> _What the task requires_
Filter the material, keeping only lines with the word "target".

> _Task data_
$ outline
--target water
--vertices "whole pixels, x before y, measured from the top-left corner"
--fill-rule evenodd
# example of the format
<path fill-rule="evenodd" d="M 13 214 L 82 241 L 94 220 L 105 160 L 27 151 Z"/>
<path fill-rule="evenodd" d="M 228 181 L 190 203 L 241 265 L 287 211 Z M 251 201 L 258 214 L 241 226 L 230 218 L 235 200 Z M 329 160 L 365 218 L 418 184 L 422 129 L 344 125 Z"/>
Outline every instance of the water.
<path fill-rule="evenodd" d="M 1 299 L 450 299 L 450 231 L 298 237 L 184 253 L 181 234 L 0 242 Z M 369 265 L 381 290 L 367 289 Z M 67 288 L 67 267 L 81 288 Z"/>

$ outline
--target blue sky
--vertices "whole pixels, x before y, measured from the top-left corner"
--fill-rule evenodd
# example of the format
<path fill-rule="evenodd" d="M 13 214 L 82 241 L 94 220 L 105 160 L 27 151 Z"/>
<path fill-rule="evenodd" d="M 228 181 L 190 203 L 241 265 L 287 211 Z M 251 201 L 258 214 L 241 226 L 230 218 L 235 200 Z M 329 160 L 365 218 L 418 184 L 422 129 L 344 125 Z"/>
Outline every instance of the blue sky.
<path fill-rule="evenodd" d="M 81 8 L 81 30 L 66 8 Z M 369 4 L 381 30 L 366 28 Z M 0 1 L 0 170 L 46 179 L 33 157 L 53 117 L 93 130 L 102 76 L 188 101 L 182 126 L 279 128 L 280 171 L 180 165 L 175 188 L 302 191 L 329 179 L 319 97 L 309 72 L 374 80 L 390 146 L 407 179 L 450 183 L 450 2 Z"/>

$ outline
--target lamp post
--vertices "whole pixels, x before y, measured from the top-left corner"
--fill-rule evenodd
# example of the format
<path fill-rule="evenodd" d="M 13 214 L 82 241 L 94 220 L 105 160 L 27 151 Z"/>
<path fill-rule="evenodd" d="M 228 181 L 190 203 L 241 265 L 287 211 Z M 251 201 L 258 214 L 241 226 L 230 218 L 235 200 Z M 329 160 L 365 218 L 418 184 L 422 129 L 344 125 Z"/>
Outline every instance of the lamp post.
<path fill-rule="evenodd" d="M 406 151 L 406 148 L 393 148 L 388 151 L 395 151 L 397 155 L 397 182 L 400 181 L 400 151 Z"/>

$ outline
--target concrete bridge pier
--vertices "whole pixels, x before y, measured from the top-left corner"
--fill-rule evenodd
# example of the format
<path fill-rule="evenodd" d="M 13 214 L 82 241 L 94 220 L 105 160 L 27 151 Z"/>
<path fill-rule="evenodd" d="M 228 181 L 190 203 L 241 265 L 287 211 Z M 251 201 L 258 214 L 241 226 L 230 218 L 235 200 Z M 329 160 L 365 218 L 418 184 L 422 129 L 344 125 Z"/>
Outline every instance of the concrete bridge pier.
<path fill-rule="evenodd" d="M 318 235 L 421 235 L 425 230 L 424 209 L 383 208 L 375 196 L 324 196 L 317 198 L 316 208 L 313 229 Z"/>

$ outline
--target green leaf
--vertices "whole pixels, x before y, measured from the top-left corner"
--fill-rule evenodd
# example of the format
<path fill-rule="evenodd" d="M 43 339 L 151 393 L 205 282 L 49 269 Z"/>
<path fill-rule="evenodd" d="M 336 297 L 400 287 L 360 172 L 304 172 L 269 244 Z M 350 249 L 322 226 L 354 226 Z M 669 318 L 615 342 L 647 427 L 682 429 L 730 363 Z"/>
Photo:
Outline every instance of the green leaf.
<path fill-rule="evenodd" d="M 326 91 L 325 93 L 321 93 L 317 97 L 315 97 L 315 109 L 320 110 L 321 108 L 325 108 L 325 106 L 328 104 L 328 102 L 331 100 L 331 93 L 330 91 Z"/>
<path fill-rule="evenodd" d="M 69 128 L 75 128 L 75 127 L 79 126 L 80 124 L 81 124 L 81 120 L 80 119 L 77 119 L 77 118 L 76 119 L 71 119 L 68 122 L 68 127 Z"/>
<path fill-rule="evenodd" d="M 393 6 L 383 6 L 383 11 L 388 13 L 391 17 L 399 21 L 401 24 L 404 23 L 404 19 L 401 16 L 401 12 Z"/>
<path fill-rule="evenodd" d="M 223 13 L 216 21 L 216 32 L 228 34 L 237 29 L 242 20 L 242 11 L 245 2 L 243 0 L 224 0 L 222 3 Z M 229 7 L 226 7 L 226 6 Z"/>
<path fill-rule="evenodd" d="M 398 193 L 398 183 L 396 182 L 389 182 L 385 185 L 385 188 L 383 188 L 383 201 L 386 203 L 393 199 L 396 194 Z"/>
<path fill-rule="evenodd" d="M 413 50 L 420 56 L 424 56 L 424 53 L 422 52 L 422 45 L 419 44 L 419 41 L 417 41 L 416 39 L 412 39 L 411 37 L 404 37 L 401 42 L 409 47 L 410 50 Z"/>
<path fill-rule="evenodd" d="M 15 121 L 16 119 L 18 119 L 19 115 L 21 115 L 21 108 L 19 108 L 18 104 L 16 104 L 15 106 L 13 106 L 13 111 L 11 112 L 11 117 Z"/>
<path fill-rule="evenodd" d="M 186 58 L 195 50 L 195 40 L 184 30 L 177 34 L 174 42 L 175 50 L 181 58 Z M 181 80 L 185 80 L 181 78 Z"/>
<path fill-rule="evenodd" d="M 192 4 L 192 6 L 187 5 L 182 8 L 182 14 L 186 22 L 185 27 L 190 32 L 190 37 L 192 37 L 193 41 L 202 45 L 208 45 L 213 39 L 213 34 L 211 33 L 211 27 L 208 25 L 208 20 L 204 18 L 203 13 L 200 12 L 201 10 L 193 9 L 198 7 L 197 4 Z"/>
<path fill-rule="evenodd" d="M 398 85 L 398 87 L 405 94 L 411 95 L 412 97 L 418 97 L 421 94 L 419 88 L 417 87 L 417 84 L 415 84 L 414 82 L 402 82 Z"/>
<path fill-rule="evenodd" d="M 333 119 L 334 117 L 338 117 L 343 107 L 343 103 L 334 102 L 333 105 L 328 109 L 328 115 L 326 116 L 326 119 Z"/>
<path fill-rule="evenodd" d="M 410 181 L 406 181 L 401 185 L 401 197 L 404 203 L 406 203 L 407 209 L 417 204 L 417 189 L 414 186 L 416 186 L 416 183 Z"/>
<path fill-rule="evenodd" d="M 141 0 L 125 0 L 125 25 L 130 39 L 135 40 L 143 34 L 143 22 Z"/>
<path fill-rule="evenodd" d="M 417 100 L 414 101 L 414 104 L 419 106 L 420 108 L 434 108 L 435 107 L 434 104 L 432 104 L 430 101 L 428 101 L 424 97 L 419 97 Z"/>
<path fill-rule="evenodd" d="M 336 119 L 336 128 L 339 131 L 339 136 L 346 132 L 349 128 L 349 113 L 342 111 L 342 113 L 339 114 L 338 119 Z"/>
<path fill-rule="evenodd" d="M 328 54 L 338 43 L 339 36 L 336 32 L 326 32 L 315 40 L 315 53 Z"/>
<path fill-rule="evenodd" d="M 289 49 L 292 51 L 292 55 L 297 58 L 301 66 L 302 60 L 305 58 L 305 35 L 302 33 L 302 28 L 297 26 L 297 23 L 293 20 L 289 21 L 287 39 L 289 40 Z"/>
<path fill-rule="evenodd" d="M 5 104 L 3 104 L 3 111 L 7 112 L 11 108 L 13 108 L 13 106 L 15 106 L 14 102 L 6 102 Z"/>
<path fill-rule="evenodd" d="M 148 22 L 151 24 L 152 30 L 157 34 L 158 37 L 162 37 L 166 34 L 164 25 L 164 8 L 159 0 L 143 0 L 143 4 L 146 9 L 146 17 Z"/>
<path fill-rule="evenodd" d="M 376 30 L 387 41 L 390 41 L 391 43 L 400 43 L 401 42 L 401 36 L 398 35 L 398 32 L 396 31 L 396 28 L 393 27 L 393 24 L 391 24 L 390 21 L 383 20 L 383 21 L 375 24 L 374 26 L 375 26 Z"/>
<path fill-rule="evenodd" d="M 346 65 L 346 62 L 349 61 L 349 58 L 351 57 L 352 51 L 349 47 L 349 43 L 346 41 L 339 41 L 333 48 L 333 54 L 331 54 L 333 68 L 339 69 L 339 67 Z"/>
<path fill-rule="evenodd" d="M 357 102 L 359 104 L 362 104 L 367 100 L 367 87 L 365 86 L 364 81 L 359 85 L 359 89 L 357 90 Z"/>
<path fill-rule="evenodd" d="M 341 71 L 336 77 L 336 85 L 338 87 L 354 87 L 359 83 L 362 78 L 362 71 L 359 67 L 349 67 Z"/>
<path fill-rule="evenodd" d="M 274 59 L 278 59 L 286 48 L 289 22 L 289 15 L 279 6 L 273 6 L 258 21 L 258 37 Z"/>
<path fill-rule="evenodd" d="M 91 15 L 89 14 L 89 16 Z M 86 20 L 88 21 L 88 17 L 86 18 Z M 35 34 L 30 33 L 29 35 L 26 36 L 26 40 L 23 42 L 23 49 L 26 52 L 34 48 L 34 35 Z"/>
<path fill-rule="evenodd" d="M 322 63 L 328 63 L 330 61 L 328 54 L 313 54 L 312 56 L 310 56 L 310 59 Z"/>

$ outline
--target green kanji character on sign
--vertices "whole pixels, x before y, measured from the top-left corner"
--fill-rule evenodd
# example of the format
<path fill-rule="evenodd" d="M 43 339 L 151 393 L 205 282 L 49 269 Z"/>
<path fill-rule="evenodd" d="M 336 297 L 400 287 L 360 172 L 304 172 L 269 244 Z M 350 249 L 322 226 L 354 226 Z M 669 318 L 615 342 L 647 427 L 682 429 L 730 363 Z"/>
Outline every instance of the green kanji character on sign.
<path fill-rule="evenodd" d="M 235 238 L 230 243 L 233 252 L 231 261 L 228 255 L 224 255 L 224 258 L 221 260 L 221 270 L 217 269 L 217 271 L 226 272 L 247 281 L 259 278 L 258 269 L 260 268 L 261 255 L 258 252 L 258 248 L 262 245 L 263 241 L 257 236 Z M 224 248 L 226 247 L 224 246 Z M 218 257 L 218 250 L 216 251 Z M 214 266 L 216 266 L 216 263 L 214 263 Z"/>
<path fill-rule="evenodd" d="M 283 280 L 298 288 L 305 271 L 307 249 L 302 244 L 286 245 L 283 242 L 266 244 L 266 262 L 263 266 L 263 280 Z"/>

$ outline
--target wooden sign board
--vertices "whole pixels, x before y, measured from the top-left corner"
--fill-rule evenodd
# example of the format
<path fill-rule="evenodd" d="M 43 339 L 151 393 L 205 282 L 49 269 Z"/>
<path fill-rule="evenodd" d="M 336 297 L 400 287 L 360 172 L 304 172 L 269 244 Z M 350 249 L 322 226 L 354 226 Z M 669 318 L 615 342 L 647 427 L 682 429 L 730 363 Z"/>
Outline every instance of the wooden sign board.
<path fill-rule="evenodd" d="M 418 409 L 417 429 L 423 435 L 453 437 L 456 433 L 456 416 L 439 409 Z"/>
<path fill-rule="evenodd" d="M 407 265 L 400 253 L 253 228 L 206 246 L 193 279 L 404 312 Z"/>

--

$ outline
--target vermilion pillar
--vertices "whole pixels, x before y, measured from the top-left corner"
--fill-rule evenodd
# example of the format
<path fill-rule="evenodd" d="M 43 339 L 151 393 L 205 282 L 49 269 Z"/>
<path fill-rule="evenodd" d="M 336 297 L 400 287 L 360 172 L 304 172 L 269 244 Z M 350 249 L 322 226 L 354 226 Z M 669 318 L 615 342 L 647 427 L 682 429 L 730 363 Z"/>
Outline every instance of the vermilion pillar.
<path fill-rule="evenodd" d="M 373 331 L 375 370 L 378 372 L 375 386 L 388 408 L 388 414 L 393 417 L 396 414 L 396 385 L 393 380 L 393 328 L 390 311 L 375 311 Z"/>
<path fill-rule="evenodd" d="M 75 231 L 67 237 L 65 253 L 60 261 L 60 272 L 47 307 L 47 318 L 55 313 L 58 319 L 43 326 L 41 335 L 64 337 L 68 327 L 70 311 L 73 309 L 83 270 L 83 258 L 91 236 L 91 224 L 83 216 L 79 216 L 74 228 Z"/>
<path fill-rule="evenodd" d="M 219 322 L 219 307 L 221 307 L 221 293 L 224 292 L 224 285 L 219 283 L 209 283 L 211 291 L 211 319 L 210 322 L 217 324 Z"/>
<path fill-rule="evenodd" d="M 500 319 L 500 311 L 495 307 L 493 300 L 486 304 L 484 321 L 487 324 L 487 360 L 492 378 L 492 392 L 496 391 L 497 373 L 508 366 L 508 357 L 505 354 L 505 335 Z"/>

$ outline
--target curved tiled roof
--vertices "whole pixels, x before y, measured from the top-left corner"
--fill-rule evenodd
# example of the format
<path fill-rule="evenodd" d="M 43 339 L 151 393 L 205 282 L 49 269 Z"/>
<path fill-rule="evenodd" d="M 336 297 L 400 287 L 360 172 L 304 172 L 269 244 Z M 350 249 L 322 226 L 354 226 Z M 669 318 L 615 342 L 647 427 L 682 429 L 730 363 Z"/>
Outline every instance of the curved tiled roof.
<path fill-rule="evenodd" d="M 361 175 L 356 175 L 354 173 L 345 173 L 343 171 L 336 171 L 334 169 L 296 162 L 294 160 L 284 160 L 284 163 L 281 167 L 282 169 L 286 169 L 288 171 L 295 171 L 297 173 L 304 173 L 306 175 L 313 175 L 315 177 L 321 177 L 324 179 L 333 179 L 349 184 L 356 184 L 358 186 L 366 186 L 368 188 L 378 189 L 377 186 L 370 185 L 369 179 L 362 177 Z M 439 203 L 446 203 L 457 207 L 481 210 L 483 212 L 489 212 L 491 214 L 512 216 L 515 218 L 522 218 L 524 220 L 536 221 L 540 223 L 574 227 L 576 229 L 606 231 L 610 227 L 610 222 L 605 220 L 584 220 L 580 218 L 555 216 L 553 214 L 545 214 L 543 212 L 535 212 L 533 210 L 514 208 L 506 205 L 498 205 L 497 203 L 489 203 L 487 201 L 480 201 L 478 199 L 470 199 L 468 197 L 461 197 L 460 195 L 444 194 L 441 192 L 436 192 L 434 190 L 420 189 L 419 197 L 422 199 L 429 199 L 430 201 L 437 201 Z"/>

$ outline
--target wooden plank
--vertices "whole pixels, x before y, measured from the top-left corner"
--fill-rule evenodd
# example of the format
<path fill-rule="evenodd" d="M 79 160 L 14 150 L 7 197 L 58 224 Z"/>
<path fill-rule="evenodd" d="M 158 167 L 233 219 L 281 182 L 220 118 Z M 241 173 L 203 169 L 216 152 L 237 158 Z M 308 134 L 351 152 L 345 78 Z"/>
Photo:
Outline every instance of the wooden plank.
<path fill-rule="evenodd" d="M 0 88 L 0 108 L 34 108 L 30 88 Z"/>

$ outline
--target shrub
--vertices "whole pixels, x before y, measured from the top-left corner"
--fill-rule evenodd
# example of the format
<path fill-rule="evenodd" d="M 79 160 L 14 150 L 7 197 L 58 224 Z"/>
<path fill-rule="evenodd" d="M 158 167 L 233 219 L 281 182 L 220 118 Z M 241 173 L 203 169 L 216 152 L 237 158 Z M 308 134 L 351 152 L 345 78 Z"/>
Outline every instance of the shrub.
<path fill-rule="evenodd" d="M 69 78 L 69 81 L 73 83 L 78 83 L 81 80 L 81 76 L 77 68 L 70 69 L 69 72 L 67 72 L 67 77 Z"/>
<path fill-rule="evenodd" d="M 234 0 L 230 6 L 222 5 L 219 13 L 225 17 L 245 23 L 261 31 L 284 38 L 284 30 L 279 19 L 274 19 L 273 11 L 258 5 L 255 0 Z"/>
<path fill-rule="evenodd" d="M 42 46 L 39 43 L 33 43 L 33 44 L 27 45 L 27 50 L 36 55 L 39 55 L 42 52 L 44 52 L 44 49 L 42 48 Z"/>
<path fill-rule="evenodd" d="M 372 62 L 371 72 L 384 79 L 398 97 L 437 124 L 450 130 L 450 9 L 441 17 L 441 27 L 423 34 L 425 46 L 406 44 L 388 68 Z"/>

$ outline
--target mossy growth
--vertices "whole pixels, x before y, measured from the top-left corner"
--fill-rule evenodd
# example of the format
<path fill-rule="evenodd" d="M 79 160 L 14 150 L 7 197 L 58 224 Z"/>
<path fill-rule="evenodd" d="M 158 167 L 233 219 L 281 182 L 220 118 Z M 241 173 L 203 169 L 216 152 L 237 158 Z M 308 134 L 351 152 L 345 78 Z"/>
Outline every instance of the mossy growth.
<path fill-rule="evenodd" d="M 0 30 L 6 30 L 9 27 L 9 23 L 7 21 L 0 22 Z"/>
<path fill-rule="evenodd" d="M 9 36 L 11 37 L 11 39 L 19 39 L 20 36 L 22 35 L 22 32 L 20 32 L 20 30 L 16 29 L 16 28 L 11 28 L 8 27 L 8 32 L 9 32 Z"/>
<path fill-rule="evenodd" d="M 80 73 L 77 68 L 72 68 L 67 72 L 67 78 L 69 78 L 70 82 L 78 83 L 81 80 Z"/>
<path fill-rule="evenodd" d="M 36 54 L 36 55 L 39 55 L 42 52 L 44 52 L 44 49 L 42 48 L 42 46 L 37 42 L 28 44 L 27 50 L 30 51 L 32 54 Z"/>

> _Written answer_
--target water
--target blue sky
--target lamp post
--target concrete bridge pier
--target green leaf
--target green kanji character on sign
--target wooden sign board
--target vermilion pillar
--target curved tiled roof
--target wooden plank
--target shrub
--target mossy growth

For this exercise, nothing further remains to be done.